::: EXTRACT TO READ :::

# Barometric Draft dampers - Possibly useful?



## spirilis (Nov 13, 2011)

My understanding of barometric draft controllers so far has been that they are a very bad idea for woodstoves due to the potential for creosote accumulation from having cooler flue temps, although their utility for fossil fuel burners is well established b/c those guys usually don't have chimney fires from condensation of the flue gasses.

But after reading Jay Shelton's "Solid Fuels Encyclopedia" (btw, this man did a lot of lab work testing stoves/etc, and this book contains a lot of good theory about solid fuel burning) I'm starting to second guess that, mainly because he states the complete opposite--that dilution air from a barometric damper actually *decreases* creosote accumulation.

::: SUPPLIED DATA :::

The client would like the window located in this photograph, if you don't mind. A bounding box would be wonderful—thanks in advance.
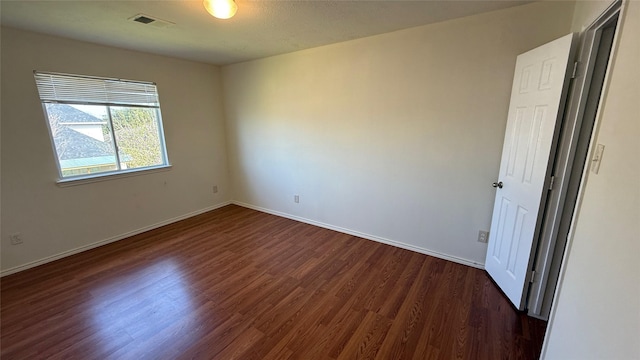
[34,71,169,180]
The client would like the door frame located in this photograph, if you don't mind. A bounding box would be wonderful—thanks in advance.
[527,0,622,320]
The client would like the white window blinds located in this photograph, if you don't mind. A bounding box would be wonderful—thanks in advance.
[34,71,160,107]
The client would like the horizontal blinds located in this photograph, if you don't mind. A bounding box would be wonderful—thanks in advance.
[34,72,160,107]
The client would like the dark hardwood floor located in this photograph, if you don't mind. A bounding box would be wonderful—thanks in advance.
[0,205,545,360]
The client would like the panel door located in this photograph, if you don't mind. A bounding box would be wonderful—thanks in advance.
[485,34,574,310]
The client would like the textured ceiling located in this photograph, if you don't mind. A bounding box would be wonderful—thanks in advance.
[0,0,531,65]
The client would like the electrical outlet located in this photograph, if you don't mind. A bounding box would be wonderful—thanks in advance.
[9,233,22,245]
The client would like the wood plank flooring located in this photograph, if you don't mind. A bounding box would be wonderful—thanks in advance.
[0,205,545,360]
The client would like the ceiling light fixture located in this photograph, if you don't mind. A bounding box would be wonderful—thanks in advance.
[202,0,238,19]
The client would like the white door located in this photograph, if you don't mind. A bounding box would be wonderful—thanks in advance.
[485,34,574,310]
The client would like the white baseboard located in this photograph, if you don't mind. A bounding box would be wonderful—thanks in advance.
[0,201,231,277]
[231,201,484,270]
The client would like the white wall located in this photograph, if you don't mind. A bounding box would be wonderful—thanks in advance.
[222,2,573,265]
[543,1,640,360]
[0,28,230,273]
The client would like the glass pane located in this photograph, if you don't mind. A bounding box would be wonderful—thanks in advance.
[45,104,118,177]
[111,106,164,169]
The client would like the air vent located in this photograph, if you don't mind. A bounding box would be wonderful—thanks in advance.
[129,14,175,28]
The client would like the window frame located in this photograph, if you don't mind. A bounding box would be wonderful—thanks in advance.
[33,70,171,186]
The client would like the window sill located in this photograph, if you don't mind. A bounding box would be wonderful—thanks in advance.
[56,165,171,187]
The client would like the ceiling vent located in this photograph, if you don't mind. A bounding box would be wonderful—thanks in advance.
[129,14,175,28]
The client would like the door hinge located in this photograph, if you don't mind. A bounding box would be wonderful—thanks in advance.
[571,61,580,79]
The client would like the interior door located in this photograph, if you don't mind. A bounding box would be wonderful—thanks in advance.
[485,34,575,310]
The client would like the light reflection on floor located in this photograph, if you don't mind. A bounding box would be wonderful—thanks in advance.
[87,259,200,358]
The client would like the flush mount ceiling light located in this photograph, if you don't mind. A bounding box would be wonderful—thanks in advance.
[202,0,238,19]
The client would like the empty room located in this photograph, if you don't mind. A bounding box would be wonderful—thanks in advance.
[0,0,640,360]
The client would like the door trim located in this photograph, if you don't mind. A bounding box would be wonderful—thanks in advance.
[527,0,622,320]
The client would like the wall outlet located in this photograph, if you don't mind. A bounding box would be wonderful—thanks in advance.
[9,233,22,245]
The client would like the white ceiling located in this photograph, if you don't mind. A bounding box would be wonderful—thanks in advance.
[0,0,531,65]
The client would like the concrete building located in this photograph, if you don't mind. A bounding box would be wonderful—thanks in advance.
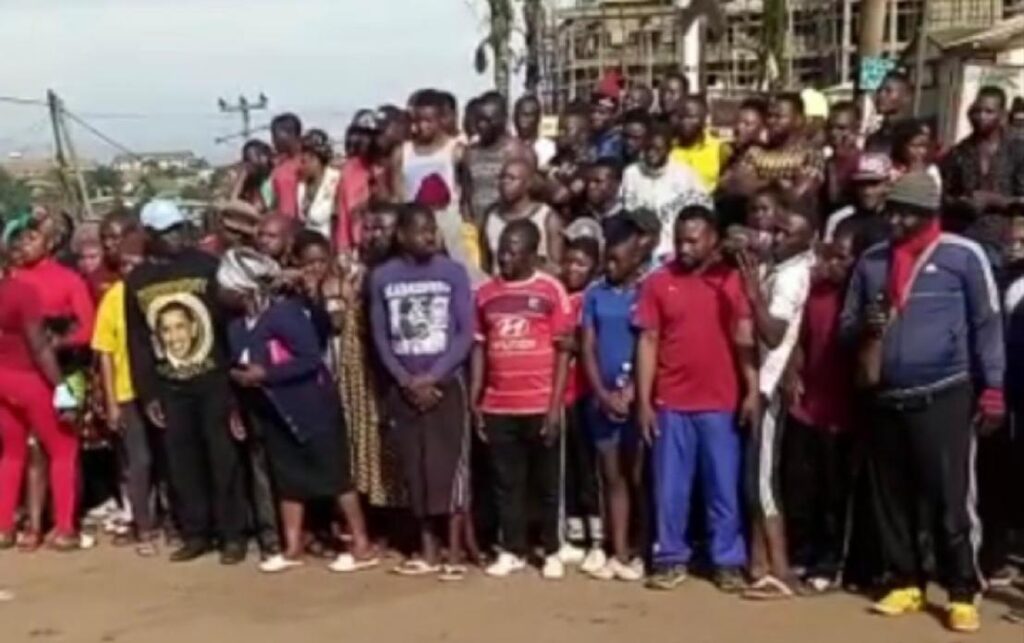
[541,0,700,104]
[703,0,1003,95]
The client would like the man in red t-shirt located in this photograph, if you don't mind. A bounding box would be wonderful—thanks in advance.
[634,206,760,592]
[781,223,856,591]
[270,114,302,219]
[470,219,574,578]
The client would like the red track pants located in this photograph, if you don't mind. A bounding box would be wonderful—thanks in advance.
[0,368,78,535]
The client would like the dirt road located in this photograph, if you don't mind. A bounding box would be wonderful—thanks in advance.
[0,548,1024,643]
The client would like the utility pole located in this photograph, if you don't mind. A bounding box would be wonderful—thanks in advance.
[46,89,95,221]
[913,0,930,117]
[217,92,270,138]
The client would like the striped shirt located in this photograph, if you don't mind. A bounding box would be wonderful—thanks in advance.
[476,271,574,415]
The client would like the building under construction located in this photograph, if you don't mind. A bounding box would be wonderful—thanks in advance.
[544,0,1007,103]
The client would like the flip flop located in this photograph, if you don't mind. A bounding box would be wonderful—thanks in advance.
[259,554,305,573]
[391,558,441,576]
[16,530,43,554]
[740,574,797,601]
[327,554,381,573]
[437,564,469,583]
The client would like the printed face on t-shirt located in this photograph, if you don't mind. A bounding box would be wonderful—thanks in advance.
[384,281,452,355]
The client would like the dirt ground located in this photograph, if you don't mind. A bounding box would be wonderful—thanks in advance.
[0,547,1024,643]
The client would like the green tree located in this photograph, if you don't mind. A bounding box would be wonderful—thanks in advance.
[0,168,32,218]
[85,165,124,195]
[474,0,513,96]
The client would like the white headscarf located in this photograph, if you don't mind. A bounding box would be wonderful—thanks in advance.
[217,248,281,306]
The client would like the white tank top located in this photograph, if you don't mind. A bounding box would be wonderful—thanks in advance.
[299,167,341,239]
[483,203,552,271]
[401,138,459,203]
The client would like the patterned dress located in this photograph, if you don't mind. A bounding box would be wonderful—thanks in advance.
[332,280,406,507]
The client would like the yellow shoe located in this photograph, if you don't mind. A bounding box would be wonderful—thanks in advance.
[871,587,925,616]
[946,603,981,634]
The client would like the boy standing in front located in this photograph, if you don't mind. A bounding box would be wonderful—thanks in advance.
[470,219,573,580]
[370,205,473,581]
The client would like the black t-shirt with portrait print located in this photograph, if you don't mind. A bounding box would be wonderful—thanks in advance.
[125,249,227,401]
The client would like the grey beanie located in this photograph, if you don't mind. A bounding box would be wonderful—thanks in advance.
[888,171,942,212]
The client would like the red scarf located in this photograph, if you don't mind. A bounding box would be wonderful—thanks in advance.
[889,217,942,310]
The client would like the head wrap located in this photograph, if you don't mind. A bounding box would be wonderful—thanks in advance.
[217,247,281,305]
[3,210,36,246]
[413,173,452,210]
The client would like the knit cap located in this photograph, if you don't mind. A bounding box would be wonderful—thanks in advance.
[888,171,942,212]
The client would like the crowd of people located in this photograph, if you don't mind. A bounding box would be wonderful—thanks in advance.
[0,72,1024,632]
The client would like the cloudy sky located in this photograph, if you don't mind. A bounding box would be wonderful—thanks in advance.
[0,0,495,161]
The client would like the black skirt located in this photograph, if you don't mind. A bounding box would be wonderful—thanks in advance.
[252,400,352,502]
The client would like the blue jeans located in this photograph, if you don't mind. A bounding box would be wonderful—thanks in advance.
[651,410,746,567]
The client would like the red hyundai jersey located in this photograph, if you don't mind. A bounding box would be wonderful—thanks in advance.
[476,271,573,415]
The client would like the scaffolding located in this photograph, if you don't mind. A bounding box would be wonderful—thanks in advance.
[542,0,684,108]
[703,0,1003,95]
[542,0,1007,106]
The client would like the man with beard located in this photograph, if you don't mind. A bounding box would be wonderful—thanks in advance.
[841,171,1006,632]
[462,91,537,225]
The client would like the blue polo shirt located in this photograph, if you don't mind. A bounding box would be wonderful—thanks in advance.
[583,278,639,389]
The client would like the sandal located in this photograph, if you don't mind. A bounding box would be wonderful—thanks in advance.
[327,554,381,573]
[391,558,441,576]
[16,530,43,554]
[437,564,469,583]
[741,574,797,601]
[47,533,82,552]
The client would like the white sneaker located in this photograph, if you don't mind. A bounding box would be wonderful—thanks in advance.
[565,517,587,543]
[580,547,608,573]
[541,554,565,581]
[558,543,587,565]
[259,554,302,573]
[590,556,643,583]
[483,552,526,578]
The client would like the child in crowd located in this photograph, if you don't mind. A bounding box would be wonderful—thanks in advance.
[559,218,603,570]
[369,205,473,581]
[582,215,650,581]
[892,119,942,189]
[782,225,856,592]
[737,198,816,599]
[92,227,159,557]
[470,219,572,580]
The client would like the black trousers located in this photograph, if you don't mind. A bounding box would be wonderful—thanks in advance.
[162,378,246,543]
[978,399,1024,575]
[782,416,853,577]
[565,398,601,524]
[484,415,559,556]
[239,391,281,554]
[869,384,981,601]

:::

REQUIRED ACTIONS:
a) Answer these questions using the forum post on barometric draft dampers:
(i) Which book did the poster read, and who wrote it?
(ii) What potential problem made the poster believe barometric draft controllers were a bad idea for woodstoves?
(iii) According to the book, what does dilution air from a barometric damper do to creosote accumulation?
b) Decide whether each statement agrees with the forum post on barometric draft dampers:
(i) The poster considers the usefulness of barometric draft controllers for fossil fuel burners to be well established.
(ii) The book states that dilution air from a barometric damper increases creosote accumulation.
(iii) The poster says Jay Shelton did lab work testing stoves.
c) Carry the forum post on barometric draft dampers forward from its final sentence.
The entries have no connection to the forum post on barometric draft dampers.

ANSWERS BY TASK:
a)
(i) The poster read "Solid Fuels Encyclopedia" by Jay Shelton.
(ii) The concern was creosote accumulation caused by cooler flue temps.
(iii) It decreases creosote accumulation.

b)
(i) Yes: "their utility for fossil fuel burners is well established"
(ii) No: "he states the complete opposite--that dilution air from a barometric damper actually *decreases* creosote accumulation"
(iii) Yes: "this man did a lot of lab work testing stoves/etc"

c)
Except from the section (page 172-174) (fyi, I think "SER" refers to Shelton Energy Research, his laboratory):


> BAROMETRIC DRAFT CONTROLS
> 
> A barometric draft control (Figure 11-5) works on a very different principle.  It contains a hinged and weighted flap that is normally closed when the appliance is not in use.  During use, when the draft in the chimney exceeds a preselected value, adjusted by moving a small weight attached to the flap, the draft pulls the flap open.  This lets room air into the chimney.
> 
> ...


----------



## spirilis (Nov 13, 2011)

Bear in mind this book was written in the 80's, codes may have changed since then and a lot of the unknown "research needs to be done" points may have had their research done by now (and found to be bad).  I don't know though.  Maybe some more experienced folks can chime in.

The figures referenced in this text btw just show time vs. BTU output, without the damper the peaks are high (~40K BTU) and burn time low, 3 loads completing usable heat output by 5 hours, while the chart underneath showing performance WITH a baro damper shows peak output around ~28-30K BTU and usable heat up until around ~6-7 hours.


----------



## spirilis (Nov 13, 2011)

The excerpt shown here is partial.